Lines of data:
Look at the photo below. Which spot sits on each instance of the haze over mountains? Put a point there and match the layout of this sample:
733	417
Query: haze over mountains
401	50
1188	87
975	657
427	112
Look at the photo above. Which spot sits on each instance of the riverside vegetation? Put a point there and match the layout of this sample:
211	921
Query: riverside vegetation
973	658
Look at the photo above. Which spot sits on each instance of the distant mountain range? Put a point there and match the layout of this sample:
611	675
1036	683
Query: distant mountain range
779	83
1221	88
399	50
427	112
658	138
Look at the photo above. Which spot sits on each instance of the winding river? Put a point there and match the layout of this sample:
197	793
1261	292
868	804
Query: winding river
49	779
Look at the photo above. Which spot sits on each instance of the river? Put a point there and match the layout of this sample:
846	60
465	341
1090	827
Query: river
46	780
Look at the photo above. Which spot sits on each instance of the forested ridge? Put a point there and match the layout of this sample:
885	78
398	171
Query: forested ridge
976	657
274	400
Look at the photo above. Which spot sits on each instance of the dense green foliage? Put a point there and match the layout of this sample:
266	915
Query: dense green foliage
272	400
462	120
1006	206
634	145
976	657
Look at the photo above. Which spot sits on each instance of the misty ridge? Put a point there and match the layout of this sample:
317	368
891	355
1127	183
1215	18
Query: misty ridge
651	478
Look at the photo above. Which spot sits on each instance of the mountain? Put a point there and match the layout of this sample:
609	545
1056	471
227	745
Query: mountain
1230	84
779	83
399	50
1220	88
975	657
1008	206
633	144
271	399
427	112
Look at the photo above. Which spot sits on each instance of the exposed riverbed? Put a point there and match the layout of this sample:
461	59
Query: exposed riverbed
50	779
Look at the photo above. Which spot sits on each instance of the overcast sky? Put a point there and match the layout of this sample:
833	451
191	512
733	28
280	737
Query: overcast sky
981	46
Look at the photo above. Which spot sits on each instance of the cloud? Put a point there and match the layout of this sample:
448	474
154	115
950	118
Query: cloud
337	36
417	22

_Given request_
Write out once more the lines above beginning at the line with "of the mountain?"; continue through the final line and stop there.

_Solution to this problem_
Look at the photo above. Which spot sits on each instance of the mountain? Put a point there and match the layout of this sample:
609	545
1056	471
227	745
Query: mountain
1230	84
779	83
399	50
1220	88
975	657
1008	206
633	144
271	399
427	112
Look at the photo above. Which spot sits on each instance of the exposed riverbed? Put a point there and match the layout of this sample:
461	59
Query: exposed riverbed
50	779
Look at the photo above. Which spot sits on each instance of the overcast sky? Put a point there and match the layout of this sample:
833	451
191	512
733	28
280	737
Query: overcast sky
981	46
Look at the photo above. Which spot sits on each instance of the cloud? Put a point there and match the layout of this sample:
448	474
154	115
950	118
Query: cloud
337	36
417	22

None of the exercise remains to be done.